- **Required action 1**:
According to the essay on Soviet state socialism and patriarchy, what percentage of working-age women in the Soviet Union were professionally active in 1988?
- **Required action 2**:
In the essay on Soviet state socialism and patriarchy, substitute "Vintage Books" for "Penguin Books" and give the stretch from "mannequin-girl       cosmopolitans" through "of the publishers." again.

- **Excerpt**:
Did Soviet State Socialism Kill Patriarchy?

Karolina Krasuska

mannequin-girl       cosmopolitans       petro       panic
Mannequin Girl by Ellen Litman (W. W. Norton, 2014); The Cosmopolitans by Nadia Kalman (Livingston Press, 2010); Petropolis by Anya Ulinich (Penguin Books, 2008); Panic in a Suitcase by Yelena Akhtiorskaya (Riverhead Books, 2015). Covers courtesy of the publishers.

Did Soviet state socialism kill patriarchy? We automatically picture female tractor drivers or think of the Soviet Union as a state with a very high percentage of professionally active women (85 percent of working-age women in 1988, to be precise). We may also think so because of the large proportion of women writers within the new wave of Russian Jewish American literature—or what I call post-Soviet Jewish American writing—and the presence of unabashed women leaders, women-dominated family structures, and queered genealogies in this fiction. With their stories, Lara Vapnyar, Anya Ulinich, Sana Krasikov, Ellen Litman, and Nadia Kalman intervene in the underlying, often heteropatriarchal, narratives within the context of American Jewishness. Yet, at the same time, they, as well as some male writers of their cohort, demonstrate that patriarchy fares rather well, just under a post-Soviet guise that may not be hegemonic today.

Quite often we tend to think that we know what patriarchy looks like, that we know all its markers “here” and what its apparent features are “elsewhere,” which is usually the namesake for the global South. Within this simple division gender relations in North American Jewish post-Soviet fiction seem tricky. Its characters represent “the new immigrant whiteness,” as Claudia Sadowski-Smith has recently claimed, which may lead us to measure gender relations by what is familiar and dominant in the United States. Also, so many markings of the worlds created there seem progressive to left-loving critics. What fascinates me in this fiction are the details that at a second glance make us see the unfamiliar in the familiar; that show that gendered oppression may hide in the cracks of what may seem, at first glance, a sign of emancipation. I’d like to think about these traps, as it were, that this fiction sets up for its readers as good examples of unapparent patriarchy. Most often it hinges on two characters: the tough immigrant woman and her ailing husband.

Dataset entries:
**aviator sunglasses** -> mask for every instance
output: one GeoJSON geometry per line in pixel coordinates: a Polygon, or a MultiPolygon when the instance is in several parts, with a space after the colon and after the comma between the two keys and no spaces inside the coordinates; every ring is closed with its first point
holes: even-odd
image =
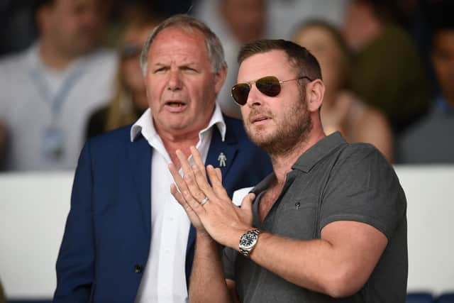
{"type": "Polygon", "coordinates": [[[284,81],[279,80],[275,76],[267,76],[250,82],[238,83],[232,87],[232,97],[237,104],[242,106],[248,101],[248,96],[249,96],[249,92],[250,92],[253,83],[255,83],[255,87],[262,94],[268,97],[276,97],[281,92],[281,83],[304,78],[312,81],[311,78],[306,76],[284,81]]]}

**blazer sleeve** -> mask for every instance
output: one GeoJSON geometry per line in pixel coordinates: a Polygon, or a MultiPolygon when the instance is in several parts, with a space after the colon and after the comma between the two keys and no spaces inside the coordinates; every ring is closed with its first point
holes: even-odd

- **Response 1**:
85 percent

- **Response 2**:
mannequin-girl       cosmopolitans       petro       panic
Mannequin Girl by Ellen Litman (W. W. Norton, 2014); The Cosmopolitans by Nadia Kalman (Livingston Press, 2010); Petropolis by Anya Ulinich (Vintage Books, 2008); Panic in a Suitcase by Yelena Akhtiorskaya (Riverhead Books, 2015). Covers courtesy of the publishers.